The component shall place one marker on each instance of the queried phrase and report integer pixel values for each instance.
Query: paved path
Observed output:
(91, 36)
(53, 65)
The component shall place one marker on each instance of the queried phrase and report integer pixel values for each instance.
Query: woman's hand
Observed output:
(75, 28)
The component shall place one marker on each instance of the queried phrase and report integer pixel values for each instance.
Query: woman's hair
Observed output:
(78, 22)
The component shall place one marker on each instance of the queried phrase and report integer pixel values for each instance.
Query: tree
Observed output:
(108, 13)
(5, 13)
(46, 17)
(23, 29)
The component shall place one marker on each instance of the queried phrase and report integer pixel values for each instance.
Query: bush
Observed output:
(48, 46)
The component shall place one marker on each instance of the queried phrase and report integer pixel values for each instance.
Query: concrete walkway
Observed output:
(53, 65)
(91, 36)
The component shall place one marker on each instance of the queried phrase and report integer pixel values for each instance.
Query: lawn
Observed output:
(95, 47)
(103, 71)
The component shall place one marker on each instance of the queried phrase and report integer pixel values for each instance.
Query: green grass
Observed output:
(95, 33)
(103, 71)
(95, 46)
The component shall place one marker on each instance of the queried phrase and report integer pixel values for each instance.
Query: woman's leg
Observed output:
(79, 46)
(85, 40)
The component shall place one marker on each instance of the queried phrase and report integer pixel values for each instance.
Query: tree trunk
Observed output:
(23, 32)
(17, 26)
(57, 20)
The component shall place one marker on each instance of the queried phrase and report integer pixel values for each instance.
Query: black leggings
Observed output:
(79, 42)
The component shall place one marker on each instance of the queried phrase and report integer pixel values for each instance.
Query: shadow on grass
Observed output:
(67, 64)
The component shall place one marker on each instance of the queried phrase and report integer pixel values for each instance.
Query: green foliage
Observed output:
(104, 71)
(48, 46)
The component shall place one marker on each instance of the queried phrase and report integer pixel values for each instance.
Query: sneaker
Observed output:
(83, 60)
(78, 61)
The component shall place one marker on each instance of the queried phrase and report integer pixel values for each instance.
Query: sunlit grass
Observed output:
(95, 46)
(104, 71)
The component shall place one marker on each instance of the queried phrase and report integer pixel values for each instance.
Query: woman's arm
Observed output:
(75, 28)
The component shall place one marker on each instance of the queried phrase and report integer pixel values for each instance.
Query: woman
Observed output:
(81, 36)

- - - - -

What is required - Count the lines above in which the word "green" appears, and reply with that number alone.

Completed exercise - 2